■ **EXERCISE PROMPT**
Look for "Point to the wood plank" in the listing below, then copy exactly the line it appears in and all lines after it to the end, and nothing more.

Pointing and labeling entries
--- START ---
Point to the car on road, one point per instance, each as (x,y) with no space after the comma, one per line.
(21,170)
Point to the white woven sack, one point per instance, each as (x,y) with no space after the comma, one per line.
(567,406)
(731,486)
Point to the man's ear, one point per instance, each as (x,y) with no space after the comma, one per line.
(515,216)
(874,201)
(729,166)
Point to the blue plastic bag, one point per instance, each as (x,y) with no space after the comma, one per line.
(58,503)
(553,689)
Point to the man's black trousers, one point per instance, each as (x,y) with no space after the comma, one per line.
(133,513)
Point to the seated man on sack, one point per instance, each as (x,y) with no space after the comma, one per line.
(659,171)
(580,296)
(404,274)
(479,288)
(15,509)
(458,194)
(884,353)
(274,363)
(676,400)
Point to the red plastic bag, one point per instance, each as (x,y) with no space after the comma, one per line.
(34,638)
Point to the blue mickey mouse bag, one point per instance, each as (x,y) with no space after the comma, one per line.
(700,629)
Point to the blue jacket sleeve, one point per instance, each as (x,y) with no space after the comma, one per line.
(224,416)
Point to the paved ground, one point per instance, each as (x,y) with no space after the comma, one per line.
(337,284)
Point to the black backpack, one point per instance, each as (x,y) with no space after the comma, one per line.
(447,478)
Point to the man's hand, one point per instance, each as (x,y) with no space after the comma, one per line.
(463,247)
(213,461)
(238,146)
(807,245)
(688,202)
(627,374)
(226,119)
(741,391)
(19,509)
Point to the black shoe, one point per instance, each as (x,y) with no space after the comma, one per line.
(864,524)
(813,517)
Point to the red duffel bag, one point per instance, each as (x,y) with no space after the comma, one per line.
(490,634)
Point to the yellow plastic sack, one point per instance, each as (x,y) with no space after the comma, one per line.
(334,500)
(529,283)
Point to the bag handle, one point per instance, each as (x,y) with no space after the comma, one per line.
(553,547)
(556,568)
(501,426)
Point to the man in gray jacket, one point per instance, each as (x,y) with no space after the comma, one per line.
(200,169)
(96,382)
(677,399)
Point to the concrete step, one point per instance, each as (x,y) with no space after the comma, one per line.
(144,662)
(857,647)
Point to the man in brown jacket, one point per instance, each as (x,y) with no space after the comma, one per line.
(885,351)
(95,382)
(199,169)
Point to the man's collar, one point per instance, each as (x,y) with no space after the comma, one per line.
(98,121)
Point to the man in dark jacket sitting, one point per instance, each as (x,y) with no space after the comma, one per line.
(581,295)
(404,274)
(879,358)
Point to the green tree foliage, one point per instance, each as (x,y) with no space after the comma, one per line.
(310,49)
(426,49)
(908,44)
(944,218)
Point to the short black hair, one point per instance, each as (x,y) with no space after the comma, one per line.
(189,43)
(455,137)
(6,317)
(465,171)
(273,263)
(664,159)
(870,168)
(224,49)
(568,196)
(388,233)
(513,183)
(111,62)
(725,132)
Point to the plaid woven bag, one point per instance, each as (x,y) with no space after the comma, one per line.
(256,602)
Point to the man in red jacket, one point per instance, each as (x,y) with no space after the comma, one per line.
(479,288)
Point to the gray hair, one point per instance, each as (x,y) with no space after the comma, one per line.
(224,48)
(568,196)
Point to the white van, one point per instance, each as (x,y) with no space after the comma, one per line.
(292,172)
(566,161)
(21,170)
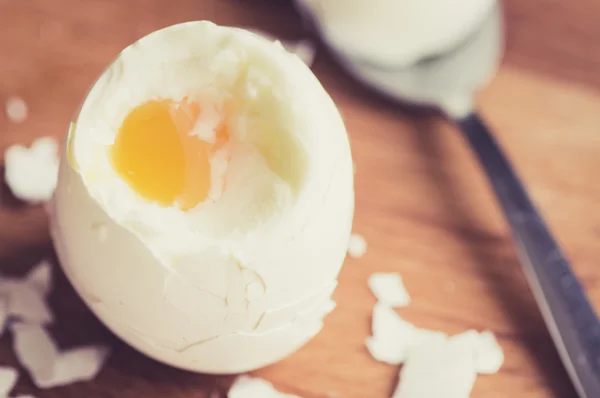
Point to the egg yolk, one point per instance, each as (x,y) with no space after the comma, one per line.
(157,153)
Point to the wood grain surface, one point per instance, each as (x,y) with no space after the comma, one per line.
(421,200)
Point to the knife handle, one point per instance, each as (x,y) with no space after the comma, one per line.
(568,314)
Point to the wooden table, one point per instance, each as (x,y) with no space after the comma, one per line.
(422,202)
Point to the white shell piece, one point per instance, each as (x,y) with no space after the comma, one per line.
(489,356)
(389,289)
(32,173)
(357,246)
(438,368)
(47,365)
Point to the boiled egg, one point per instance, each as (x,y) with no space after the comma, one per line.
(205,199)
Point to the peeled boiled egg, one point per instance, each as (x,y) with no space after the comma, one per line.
(205,199)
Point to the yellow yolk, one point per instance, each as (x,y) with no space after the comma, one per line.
(157,156)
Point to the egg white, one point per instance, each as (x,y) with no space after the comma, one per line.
(243,279)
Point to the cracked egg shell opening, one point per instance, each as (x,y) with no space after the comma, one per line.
(225,283)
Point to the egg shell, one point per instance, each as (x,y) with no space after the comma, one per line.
(235,317)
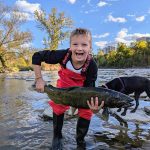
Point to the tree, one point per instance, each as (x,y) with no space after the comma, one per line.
(11,38)
(55,26)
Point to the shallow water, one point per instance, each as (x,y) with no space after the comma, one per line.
(22,128)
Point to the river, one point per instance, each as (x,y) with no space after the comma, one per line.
(22,128)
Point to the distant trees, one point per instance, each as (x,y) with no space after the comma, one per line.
(55,25)
(135,55)
(11,38)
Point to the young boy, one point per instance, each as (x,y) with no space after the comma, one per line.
(78,68)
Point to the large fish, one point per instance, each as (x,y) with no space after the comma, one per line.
(78,96)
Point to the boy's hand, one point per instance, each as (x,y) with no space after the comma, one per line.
(40,83)
(94,106)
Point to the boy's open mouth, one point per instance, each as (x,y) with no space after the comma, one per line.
(79,54)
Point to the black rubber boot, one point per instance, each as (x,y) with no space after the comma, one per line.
(57,134)
(82,129)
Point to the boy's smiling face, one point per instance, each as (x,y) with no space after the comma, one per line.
(80,46)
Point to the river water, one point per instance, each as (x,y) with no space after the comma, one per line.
(22,128)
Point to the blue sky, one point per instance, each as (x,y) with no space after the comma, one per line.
(110,21)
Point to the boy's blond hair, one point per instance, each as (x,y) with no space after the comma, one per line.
(81,31)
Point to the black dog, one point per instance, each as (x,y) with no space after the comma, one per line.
(128,85)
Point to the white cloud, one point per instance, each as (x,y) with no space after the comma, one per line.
(118,19)
(140,19)
(101,44)
(27,7)
(126,38)
(101,36)
(72,1)
(102,3)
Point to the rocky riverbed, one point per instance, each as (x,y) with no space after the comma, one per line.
(22,128)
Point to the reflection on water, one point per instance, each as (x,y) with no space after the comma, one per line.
(22,128)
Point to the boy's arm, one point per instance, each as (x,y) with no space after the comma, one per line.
(38,78)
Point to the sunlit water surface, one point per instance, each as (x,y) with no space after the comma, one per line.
(22,128)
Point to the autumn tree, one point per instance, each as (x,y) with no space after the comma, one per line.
(11,38)
(55,25)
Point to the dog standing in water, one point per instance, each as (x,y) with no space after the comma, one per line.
(129,85)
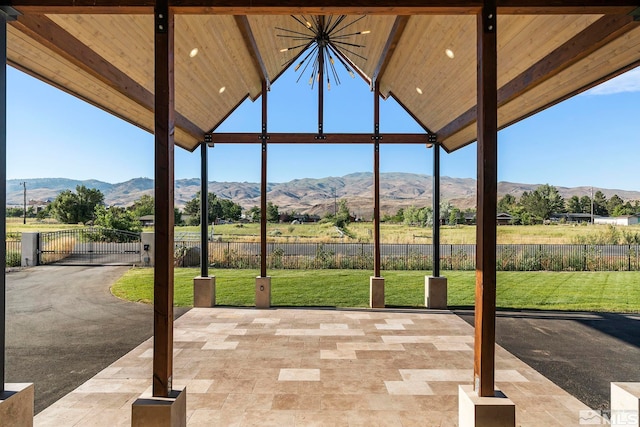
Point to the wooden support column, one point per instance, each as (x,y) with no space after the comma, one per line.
(485,302)
(376,180)
(164,200)
(436,209)
(263,186)
(3,190)
(204,212)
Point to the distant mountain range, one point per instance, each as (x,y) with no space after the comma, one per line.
(313,196)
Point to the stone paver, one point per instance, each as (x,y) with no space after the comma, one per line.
(286,367)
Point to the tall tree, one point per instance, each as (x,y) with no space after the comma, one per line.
(600,204)
(506,203)
(79,207)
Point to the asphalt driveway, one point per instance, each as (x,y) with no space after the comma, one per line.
(64,326)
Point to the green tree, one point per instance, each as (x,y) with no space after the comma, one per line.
(342,216)
(542,202)
(145,205)
(585,203)
(254,214)
(273,215)
(506,203)
(117,218)
(574,205)
(600,204)
(615,205)
(78,207)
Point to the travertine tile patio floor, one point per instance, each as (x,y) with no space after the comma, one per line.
(315,367)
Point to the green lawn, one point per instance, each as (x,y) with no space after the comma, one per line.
(575,291)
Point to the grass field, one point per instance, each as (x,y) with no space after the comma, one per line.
(363,232)
(574,291)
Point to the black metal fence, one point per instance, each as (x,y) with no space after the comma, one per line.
(412,256)
(97,246)
(14,250)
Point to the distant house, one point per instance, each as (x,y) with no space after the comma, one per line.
(572,217)
(470,218)
(504,218)
(618,220)
(147,220)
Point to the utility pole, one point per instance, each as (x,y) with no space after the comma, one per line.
(24,206)
(591,205)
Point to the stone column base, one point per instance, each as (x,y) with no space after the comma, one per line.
(435,292)
(498,411)
(204,291)
(152,411)
(376,292)
(625,404)
(16,405)
(263,292)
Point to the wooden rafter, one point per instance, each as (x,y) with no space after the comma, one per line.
(390,46)
(592,38)
(252,47)
(46,32)
(312,138)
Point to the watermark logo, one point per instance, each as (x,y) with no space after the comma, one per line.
(614,418)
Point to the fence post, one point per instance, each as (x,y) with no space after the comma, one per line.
(29,249)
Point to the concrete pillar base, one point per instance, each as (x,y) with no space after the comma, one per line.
(625,404)
(204,291)
(16,405)
(435,292)
(152,411)
(263,292)
(498,411)
(376,292)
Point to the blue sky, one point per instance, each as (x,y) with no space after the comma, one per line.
(589,140)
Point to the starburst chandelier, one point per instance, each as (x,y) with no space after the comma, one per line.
(323,40)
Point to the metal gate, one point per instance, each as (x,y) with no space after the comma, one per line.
(89,246)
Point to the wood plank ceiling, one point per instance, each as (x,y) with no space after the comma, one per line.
(426,62)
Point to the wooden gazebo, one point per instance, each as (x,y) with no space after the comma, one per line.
(463,69)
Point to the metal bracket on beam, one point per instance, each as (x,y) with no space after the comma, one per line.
(9,13)
(376,133)
(162,21)
(208,139)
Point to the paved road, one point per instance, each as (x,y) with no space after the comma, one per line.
--- END ---
■ **THE ANSWER**
Point to the wood plank ceiling, one point per instance, each as (x,y) with no space after the comma, one per line.
(426,62)
Point to the wooden gazebo, one point per instance, each as (x,y) with no space after the comma, one per line.
(463,69)
Point to the metal bracket on beam, one point per instance, each as (x,y) with no space after the comma, one per line.
(9,13)
(376,133)
(162,21)
(208,139)
Point to the paved road, one point per instance, each as (x,y) with no space after the comma, one per line.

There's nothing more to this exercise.